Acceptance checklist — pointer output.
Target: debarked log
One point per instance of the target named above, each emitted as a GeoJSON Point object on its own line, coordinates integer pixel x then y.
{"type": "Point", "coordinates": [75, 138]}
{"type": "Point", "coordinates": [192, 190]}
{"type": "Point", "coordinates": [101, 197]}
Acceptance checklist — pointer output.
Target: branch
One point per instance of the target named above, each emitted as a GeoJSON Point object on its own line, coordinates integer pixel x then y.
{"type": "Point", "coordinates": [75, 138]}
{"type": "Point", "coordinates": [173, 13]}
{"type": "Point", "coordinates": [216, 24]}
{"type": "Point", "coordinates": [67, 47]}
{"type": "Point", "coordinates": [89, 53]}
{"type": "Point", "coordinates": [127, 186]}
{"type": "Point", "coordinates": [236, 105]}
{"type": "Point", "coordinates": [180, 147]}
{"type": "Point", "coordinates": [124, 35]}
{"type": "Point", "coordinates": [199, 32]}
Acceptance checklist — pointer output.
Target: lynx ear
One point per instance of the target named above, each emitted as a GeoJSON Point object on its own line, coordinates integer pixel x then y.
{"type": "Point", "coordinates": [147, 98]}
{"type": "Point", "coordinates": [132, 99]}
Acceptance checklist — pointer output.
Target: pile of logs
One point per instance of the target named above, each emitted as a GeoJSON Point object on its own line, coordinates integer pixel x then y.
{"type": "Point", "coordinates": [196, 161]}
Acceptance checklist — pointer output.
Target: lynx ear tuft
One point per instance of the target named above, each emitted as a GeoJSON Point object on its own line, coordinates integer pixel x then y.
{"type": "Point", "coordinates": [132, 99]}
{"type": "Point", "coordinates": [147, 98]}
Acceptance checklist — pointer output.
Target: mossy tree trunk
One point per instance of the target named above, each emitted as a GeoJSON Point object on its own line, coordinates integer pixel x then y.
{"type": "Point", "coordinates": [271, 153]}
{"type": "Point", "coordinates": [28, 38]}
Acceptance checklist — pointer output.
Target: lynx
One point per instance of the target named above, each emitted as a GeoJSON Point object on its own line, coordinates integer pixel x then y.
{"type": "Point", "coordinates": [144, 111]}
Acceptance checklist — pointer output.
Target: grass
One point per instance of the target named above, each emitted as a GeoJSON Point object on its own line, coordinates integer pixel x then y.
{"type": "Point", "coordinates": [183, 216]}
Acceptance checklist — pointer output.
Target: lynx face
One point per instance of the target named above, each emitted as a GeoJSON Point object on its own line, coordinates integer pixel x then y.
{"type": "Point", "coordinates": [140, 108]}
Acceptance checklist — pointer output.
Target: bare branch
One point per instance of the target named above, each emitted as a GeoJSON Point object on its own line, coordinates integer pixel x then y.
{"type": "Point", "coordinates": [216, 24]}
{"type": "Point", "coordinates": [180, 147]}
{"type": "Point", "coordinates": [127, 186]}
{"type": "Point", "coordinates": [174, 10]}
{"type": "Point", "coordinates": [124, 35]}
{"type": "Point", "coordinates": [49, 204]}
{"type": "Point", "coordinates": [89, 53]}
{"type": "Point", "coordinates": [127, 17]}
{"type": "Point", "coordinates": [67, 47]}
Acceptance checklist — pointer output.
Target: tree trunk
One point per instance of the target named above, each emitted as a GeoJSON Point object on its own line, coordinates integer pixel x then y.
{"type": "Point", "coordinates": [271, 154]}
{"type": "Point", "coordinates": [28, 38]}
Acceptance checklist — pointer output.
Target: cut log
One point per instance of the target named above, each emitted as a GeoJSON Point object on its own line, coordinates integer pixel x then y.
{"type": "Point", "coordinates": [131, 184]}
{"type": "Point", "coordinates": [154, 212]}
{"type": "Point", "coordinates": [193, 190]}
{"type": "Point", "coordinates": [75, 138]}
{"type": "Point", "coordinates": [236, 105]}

AIM OF THE TASK> How many lines in the items above contain the string "lynx" with matching case? Reply with the number alone.

RESPONSE TO THIS TASK> 4